### [Extracted data]

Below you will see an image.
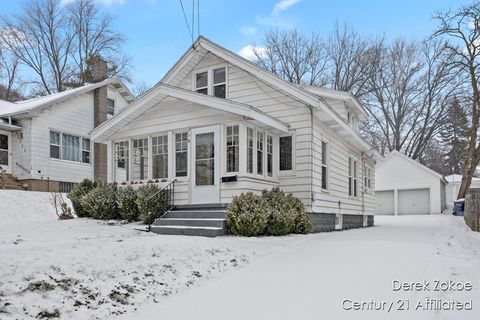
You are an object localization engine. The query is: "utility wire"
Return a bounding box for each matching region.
[180,0,193,43]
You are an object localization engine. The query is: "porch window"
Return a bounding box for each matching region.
[247,127,253,173]
[175,132,188,177]
[213,68,227,98]
[257,131,265,175]
[195,71,208,94]
[62,133,80,162]
[82,138,90,163]
[132,138,148,180]
[279,136,293,171]
[364,165,372,191]
[152,135,168,179]
[322,141,328,190]
[348,157,358,197]
[267,135,273,177]
[115,141,130,181]
[50,131,60,159]
[107,99,115,116]
[226,126,240,172]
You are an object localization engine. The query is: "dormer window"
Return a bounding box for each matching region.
[195,71,208,94]
[213,68,227,99]
[194,67,227,99]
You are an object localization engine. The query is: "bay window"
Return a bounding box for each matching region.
[257,131,264,175]
[226,125,240,172]
[175,132,188,177]
[132,138,148,180]
[152,135,168,179]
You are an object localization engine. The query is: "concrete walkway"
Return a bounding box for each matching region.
[128,216,480,320]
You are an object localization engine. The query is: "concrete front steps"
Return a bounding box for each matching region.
[151,203,227,237]
[0,173,27,190]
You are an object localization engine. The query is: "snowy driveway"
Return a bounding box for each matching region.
[125,215,480,320]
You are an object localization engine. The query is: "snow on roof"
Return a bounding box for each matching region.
[445,174,480,183]
[0,78,133,116]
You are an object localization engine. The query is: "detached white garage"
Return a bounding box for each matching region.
[375,151,446,215]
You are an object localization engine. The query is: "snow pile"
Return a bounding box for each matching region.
[0,190,301,319]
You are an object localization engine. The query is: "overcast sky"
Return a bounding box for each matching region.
[0,0,469,85]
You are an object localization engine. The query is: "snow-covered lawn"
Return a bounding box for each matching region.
[0,190,302,320]
[0,190,480,320]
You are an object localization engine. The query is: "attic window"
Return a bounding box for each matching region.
[107,99,115,116]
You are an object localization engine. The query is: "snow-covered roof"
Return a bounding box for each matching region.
[304,86,368,119]
[445,174,480,183]
[0,78,134,116]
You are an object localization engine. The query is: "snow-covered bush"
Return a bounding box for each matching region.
[135,183,169,224]
[81,185,120,220]
[226,188,312,236]
[116,186,139,221]
[68,179,96,218]
[226,192,268,237]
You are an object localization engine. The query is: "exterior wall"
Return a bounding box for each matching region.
[18,88,127,182]
[375,154,442,214]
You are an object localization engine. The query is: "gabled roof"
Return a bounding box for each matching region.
[377,150,447,183]
[91,83,289,142]
[305,86,368,120]
[0,78,134,117]
[160,36,382,160]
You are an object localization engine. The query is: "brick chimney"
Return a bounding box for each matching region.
[91,56,108,181]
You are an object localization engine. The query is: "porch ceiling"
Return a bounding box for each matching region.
[91,83,289,142]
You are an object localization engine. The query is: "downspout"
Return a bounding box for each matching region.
[307,105,315,213]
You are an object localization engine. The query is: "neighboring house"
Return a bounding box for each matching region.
[445,174,480,206]
[0,62,133,191]
[92,37,380,235]
[375,151,447,215]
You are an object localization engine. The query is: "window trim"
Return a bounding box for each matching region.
[320,139,330,192]
[274,132,296,176]
[192,63,229,99]
[347,154,359,199]
[48,128,93,166]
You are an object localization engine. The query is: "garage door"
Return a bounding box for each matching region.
[375,190,393,215]
[398,189,430,214]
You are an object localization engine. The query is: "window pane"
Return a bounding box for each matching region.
[50,131,60,145]
[213,68,225,84]
[152,135,168,179]
[196,72,208,88]
[62,133,80,162]
[107,99,115,116]
[132,138,148,180]
[214,84,226,99]
[227,126,240,172]
[247,128,253,173]
[279,136,292,171]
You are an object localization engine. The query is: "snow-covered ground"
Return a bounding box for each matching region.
[0,190,480,320]
[0,190,302,320]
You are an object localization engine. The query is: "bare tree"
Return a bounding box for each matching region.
[252,29,326,86]
[434,2,480,198]
[364,39,455,159]
[0,0,74,93]
[67,0,130,85]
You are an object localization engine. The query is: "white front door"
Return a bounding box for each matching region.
[0,131,12,173]
[190,126,220,203]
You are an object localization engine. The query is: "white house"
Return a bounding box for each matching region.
[92,37,379,235]
[0,72,133,191]
[375,151,447,215]
[445,174,480,206]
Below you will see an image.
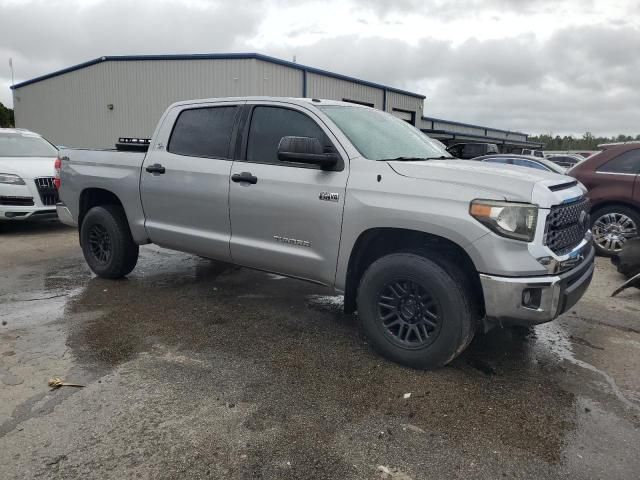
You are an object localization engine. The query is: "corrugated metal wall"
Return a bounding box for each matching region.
[14,59,422,148]
[14,59,303,148]
[307,73,384,109]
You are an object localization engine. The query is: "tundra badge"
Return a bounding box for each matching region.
[273,235,311,247]
[318,192,340,202]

### [The exercise]
Copy out all of the data above, putting "object detection system" wherever "object localization engine" occurs and changing nothing else. Leave the pictures out.

### [The solution]
Below you will see an image.
You are an object detection system. The query is: "utility wire"
Return a bounding box for each matching region.
[180,0,193,43]
You are an object detection system. The query is: "porch window"
Return a bounding box for each matching region.
[247,127,253,173]
[175,132,188,177]
[213,68,227,98]
[257,131,265,175]
[195,71,208,94]
[62,133,80,162]
[82,138,90,163]
[132,138,148,180]
[279,136,293,171]
[364,165,372,191]
[152,135,168,179]
[322,141,328,190]
[348,157,358,197]
[267,135,273,177]
[115,141,130,181]
[50,131,60,159]
[107,99,115,116]
[226,126,240,172]
You are an object detection system. The query is: "dormer window"
Return a bounding box for each matching region.
[195,71,208,94]
[213,68,227,99]
[194,67,227,99]
You are an object detection system. The query is: "bay window"
Return a bounding box for each matching region.
[257,131,264,175]
[226,125,240,172]
[175,132,188,177]
[132,138,148,180]
[152,135,168,179]
You are an object detection system. The query is: "concrete walkway"
Return a bounding box for each matching region.
[128,216,480,320]
You are an object detection system. The query is: "concrete front steps"
Return a bounding box for each matching region.
[151,203,227,237]
[0,173,27,190]
You are an object detection system. The query is: "snowy driveway"
Return a bounding box for each matching region.
[125,215,480,320]
You are an object detection system. The query is: "snow on roof"
Return a bounding box for each matching region.
[445,174,480,183]
[0,78,133,116]
You are an object detection system. The query is: "detached white garage"
Return a bounding box for each matching region.
[375,151,446,215]
You are an object detection system. The query is: "snow pile"
Return a bounding box for each matching region.
[0,190,301,319]
You are an object detection system. The query is: "overcast sky"
Return a bounding box for each matching region.
[0,0,469,85]
You are an object detection system. The query is: "snow-covered lawn"
Return a bounding box for each matching region.
[0,190,302,320]
[0,190,480,320]
You are an object detection system. The query is: "attic window"
Return a bounding box for each matching region.
[107,99,115,116]
You are an object detection system. The query is: "snow-covered roof"
Return a bounding box for each matching region.
[304,86,368,119]
[445,174,480,183]
[0,78,134,116]
You are an object detection system. The query is: "snow-covered bush"
Return a bounding box for each matching region.
[135,183,169,224]
[81,185,120,220]
[226,188,312,236]
[116,186,139,221]
[68,179,96,218]
[226,192,268,237]
You are an object detection system. The query is: "exterior wall"
Return a bounding box for each matching region.
[18,88,127,182]
[375,154,442,214]
You are an object detection system. The query is: "gabled roof"
Return a bounding box for each matching region.
[377,150,447,183]
[91,83,289,142]
[305,86,368,120]
[0,78,134,117]
[160,36,382,160]
You are an object detection system. The query is: "brick chimney"
Return a bounding box for each matching region.
[91,56,108,181]
You are an object detection system. The query is: "porch ceiling"
Return a bounding box for each matching region.
[91,83,289,142]
You are an object detection system. The query is: "downspout"
Return a bounding box for each matching region.
[307,105,315,213]
You are an object detection system. The query is: "neighboring house"
Return a bounding box for each matching region.
[445,174,480,206]
[0,62,133,191]
[92,37,380,235]
[375,151,447,215]
You are an object detection system. The query is: "window trim"
Return a bounding box for each matching region.
[320,139,330,192]
[274,132,296,176]
[192,63,229,99]
[347,154,359,199]
[48,128,93,166]
You are an object detection system. The query is: "garage door"
Return a bounding box for each matching region.
[375,190,393,215]
[398,189,430,214]
You are an object detection system. The query is: "window pane"
Return a bounding box for each matching region.
[50,131,60,145]
[213,68,225,84]
[152,135,168,179]
[196,72,208,88]
[62,133,80,162]
[107,99,115,116]
[132,138,148,180]
[214,84,226,99]
[227,126,240,172]
[247,128,253,173]
[279,136,292,171]
You are an object detection system. The query is: "snow-covered ground"
Return a bounding box for each matching region.
[0,190,480,320]
[0,190,302,320]
You are an object detection system. The query is: "bare tree"
Return a bounding box for each matching region.
[252,29,326,86]
[434,2,480,198]
[364,39,455,159]
[0,0,74,93]
[67,0,130,85]
You are an object detection system. The query is: "white front door"
Return a bounding box for each matching region.
[0,131,12,173]
[190,126,220,203]
You are an object detection system. The query is: "white house"
Return a bounding box for each matching region.
[92,37,379,235]
[0,72,133,191]
[375,151,447,215]
[445,174,480,206]
Below you will see an image.
You are an object detection system. The query is: "corrugated metal wall"
Return a bounding box for each matching region.
[14,59,422,148]
[14,59,303,148]
[307,73,384,109]
You are an object detection system. The query is: "tundra badge"
Return a bounding box for each matching region.
[273,235,311,247]
[318,192,340,202]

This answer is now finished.